Work required >>
Every line from the top of the material through the line holding "Mark each instance of the stucco" should be copied exactly, and only those lines.

Input >>
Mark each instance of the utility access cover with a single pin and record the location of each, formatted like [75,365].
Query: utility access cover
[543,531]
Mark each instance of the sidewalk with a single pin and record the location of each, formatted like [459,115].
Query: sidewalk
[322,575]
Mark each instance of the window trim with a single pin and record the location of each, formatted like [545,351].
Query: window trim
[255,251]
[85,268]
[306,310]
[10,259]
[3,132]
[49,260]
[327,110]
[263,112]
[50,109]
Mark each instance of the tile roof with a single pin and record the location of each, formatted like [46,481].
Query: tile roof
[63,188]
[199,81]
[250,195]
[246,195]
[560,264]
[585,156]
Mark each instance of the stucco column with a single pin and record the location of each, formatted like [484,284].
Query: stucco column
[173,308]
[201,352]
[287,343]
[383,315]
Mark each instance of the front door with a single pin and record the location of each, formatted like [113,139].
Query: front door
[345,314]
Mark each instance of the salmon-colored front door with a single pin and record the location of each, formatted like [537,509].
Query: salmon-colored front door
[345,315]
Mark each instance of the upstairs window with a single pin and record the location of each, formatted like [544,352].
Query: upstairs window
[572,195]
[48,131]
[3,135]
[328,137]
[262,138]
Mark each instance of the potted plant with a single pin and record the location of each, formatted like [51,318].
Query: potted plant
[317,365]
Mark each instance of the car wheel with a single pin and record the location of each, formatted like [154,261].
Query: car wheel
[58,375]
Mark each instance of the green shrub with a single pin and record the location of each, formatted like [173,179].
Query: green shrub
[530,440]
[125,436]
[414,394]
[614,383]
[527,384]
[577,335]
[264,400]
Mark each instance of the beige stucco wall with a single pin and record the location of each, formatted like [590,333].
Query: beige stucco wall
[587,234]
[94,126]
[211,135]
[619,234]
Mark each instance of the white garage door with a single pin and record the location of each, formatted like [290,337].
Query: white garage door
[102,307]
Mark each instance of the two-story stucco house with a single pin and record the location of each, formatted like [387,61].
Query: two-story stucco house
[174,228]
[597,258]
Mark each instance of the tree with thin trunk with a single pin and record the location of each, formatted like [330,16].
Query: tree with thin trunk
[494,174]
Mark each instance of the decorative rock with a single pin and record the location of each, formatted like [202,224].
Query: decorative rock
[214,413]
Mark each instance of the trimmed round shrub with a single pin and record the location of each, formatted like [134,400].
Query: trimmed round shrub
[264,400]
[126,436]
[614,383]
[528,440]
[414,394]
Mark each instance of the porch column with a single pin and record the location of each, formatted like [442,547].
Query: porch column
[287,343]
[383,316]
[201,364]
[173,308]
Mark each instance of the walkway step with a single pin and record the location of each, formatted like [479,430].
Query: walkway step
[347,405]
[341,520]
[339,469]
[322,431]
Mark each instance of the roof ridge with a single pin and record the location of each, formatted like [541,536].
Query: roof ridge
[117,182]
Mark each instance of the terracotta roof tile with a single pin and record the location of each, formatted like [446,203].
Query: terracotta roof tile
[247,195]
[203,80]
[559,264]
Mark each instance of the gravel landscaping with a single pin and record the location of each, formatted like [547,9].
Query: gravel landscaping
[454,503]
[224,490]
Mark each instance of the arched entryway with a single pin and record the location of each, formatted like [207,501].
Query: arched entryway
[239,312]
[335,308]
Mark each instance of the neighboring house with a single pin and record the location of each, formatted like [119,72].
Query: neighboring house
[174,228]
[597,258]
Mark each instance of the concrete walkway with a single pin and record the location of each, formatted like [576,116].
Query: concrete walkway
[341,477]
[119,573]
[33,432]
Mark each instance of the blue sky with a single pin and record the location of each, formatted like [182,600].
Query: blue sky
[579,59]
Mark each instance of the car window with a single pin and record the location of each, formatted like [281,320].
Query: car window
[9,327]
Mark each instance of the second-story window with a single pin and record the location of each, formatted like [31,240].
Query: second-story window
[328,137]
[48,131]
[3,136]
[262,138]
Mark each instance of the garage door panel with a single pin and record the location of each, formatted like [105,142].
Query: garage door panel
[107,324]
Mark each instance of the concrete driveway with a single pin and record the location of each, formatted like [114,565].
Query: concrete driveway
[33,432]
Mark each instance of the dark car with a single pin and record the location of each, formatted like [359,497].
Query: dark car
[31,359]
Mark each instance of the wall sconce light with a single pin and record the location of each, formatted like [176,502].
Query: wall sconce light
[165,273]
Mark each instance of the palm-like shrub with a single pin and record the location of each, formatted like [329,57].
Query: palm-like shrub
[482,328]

Written reply >>
Mark each instance of the utility access cover with a single pin and record the location of each, formatted like [75,365].
Query: utility access cover
[543,531]
Mark each instance of the sidewalk with a single pin and record the location of each, formatted like [459,115].
Query: sidewalk
[322,575]
Mark each instance of the window trim with a single pin and record the location of each, formatted like [545,351].
Query: window trim
[255,251]
[85,268]
[306,310]
[10,259]
[3,132]
[49,260]
[327,110]
[263,112]
[50,109]
Mark each instance of the tile roof with a single pin and record the location of each, formatted like [46,481].
Query: tile roof
[63,188]
[199,81]
[250,195]
[246,195]
[560,264]
[585,156]
Mark each instance of the stucco column with a single pin and record the location of each, formatted like [484,284].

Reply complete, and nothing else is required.